Nothing but an exact copy of the records is expected here.
Segment Open
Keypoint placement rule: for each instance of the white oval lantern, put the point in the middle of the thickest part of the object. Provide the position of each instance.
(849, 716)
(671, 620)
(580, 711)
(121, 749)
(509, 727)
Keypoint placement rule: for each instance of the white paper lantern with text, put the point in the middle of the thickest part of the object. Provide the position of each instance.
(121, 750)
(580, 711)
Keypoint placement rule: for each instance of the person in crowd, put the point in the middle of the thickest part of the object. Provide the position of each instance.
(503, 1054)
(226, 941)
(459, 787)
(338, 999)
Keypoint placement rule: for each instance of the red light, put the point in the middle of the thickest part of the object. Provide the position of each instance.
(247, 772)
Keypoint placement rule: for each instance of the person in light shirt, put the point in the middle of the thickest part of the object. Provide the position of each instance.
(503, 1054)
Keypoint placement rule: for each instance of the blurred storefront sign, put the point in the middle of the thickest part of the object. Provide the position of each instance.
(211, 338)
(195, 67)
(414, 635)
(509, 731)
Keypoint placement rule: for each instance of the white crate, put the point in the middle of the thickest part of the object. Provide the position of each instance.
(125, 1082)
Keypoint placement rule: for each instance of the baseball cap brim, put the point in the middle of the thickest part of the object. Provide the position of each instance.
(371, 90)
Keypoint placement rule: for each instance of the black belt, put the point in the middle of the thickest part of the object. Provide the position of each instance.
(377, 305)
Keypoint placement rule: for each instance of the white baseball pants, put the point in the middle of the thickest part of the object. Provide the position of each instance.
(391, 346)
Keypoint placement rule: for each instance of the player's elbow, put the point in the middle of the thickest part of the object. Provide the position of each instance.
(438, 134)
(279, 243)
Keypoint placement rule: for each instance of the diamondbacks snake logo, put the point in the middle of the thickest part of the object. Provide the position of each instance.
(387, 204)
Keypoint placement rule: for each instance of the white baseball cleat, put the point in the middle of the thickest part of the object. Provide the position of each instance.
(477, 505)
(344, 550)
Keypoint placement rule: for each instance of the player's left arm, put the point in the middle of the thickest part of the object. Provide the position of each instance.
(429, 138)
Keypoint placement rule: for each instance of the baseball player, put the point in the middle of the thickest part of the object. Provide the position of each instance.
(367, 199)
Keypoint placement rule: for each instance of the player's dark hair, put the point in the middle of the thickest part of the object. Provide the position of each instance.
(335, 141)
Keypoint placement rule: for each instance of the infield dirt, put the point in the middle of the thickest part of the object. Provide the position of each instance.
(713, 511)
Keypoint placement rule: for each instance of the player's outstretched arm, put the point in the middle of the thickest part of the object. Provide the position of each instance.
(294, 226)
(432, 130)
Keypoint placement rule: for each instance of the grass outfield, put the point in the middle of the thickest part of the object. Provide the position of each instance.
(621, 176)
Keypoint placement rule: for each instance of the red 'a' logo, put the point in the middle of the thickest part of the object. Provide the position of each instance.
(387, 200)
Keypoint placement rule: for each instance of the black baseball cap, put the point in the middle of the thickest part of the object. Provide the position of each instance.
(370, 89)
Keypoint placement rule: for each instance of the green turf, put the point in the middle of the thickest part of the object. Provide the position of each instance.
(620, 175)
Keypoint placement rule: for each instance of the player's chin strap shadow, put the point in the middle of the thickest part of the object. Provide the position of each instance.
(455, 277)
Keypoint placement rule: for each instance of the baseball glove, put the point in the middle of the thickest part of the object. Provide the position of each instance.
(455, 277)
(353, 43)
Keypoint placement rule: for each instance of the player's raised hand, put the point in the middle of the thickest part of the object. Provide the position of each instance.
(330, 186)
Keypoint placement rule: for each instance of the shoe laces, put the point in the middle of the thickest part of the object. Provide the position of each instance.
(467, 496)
Segment Closed
Problem solution >>
Keypoint placement rule: for each instance of the white oval lantern, put the point in the middle of the thickest part of the object. Provide the position of each instance.
(849, 716)
(671, 620)
(580, 711)
(121, 749)
(509, 727)
Keypoint placement rule: for each instance of the white paper lantern with text, put the point in the middle of the thickest part of the object. Provide the position of each instance.
(121, 750)
(580, 711)
Keypoint placement rule: for each instance of the person in crowd, put the point in the middle of the thickest part of the object. Provide the position of each instance.
(503, 1054)
(226, 941)
(459, 787)
(338, 999)
Keypoint placement rule: for each instance of the red light, put the point in the middle of the thickest part of the object. Provide the position of each instance.
(247, 772)
Keypoint placement rule: for each instance of the person in light shirt, put the point in the middle of the thickest part of the object. Provide the position of each instance.
(503, 1054)
Keypoint placement rule: for each instance of the blurred storefront sign, put the point in the middle of the thickest part of the object. Provide the position of each instance.
(211, 338)
(195, 67)
(414, 635)
(509, 731)
Keypoint placement rule: for each instance of the white crate, put the point in the middle of the thickest part of the object. Provide the position of each instance.
(125, 1082)
Keypoint placement rule: for each instance of the baseball cap brim, put the point in the middle of the thickest part of the object. Provide the position of each instance.
(371, 90)
Keypoint placement rule: for each instance of the black belt, put the point in the middle of the thickest part of the object. Provide the position of each instance.
(377, 305)
Keypoint placement rule: for each instance of the white baseball pants, put the point in the middle of the thickest part of the object. Provide the position of each instance.
(391, 346)
Keypoint placement rule: for each instance of the player's elbow, put the point in the middle of the thickest part of the object. Provide the position of each instance.
(438, 134)
(279, 243)
Keypoint placement rule: for each instance of the diamondbacks snake logo, put the point in the middle of the thickest part of the object. Provide the position of each instance.
(387, 204)
Keypoint placement rule: for each instance of the white baseball cleat, put the point in the middle of the thickest part of the object. Provide the position of each instance.
(477, 505)
(344, 550)
Keypoint placement rule: for each instance of the player's left arm, put the point in the middle of the thickest part of the object. Provide the position of each instance.
(429, 138)
Keypoint placement rule: for each instance of the baseball player, put the point in the middle of the thickest part of the object. Provide the position of each instance.
(367, 199)
Keypoint placement rule: for each instance of the player's dark hair, put the point in the middle of the thickest part of the object. Provide the position of each instance.
(335, 141)
Keypoint placement rule: for each instance of the infield dirt, put the point in the middle of the thickest part of the object. Provide the position of each instance.
(713, 511)
Keypoint placement rule: for each instance of the player's outstretched arm, put the point in the middle of the thickest part of the object. Provide the position of each instance.
(294, 226)
(432, 130)
Keypoint placement rule: for each instance of the grass outfield, put the point in the middle of the thickest part of the object. Provide the position of each instance.
(621, 176)
Keypoint placement rule: for each instance of the red 'a' logo, put the point in the middle of the thickest part of the object. Provide the position of each instance.
(387, 200)
Keypoint placement rule: for each instance of the black baseball cap, put the point in the middle of the thickest part of the object. Provide the position of each instance.
(370, 89)
Keypoint placement rule: for each instance of the green turf, put the point in the middle of the thickest part of the object. Provide the position of each instance.
(620, 175)
Keypoint placement rule: for each instance of the player's chin strap shadow, put the point in the middle of the thickest part of the object. Provide the position of each instance.
(455, 277)
Keypoint placement rule: for each instance of the baseball glove, put the point in the middle of the thickest part of the object. Provide the position of each instance.
(455, 277)
(353, 43)
Keypoint placement rule: for each instance of the player's raised hand, put the point in the middle of the thickest part of the object. Provide the position of each instance.
(330, 186)
Keypoint placement rule: for each instance of the shoe laces, put the point in the middle of the thickest part of the object. Provide the position of each instance.
(467, 496)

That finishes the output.